Noviembre 23, 2024

Épocas optimistas y pesimistas

 

Al leer los diarios cuesta encontrar algún artículo optimista, con respecto a la realidad actual. De mi trabajo sobre “Obama y el destino manifiesto de Estados Unidos”, a mi nuera, Kristina Cordero, le atrajo la cita de la obra de una de las obras de Condorcet, que escribió sobre este País. Condorcet es el padre del optimismo histórico: creía en el perfeccionamiento permanente del espíritu humano; así lo reseñó en su libra principal, “Bosquejo histórico del progreso del espíritu humano”, (1794). En general, El Siglo de las Luces es uno de los períodos más optimistas de la historia de la humanidad.

 

Voltaire creía que habían existido tres grandes etapas en la historia humana: el Siglo de Pericles, extendiéndose hasta el Alejandrino; la República Romana y, el tercero, el reinado de Luís XIV; sin embargo, se burla “del mejor de los mundos posibles”, en “Cándido”. Sus novelas filosóficas están destinadas a caricaturizar al fanatismo, como la del famoso “Mahoma”. En el siglo XVIII, la labor de la Enciclopedia consistía en el combate a la infamia del fanatismo.

▶ DATOS SIN PROCESAR
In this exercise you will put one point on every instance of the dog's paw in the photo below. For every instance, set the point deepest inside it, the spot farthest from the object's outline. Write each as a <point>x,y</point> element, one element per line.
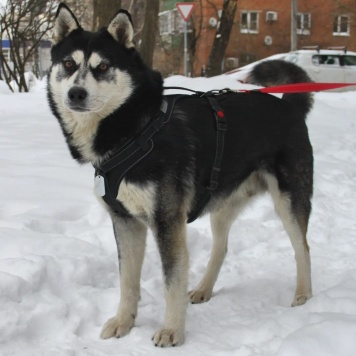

▶ OBJETIVO 1
En el texto sobre épocas optimistas y pesimistas, ¿a quién se llama el padre del optimismo histórico?
▶ OBJETIVO 2
Sigue escribiendo el texto sobre épocas optimistas y pesimistas desde el punto en que termina.
Los datos son un material aparte del texto.

▶ RESPUESTA 1
A Condorcet.

▶ RESPUESTA 2
Esta línea optimista de Condorcet fue continuada, en el siglo XIX, por los socialistas utópicos; Saint Simon concebía la historia como un transcurso de épocas orgánicas y críticas. La economía y las luchas de clases eran factores determinantes en los procesos históricos. En este plano, Saint Simon inspiró a Carlos Marx y a Federico Engels. En la sociedad de castas las clases predominantes fueron los sacerdotes y los juristas y representaban lo más progresista de la época. En la nueva sociedad, surgida después de la Revolución Francesa, las clases progresistas estaban conformadas por los trabajadores intelectuales y manuales, los científicos, los ingenieros, los industriales y los banqueros. En la sociedad ideal de Saint Simon, predomina la planificación, y es dirigida por consejos newtonianos, el más importante de ellos estaba dirigido por los banqueros, hoy responsables de la crisis financiera más importante de las últimas décadas.

 

Auguste Comte, un discípulo de Saint Simon, creía que la historia humana había pasado por tres ciclos: el teológico, el metafísico y el positivo; en este último, la ciencia terminaría por liberar a la humanidad de la ignorancia, abriendo un largo período de perfeccionamiento humano. Al final del método dialéctico de Hegel, la historia termina en el Estado como expresión del espíritu humano. En cierto sentido, la visión de Marx, la sociedad sin clases, es el fin de la prehistoria.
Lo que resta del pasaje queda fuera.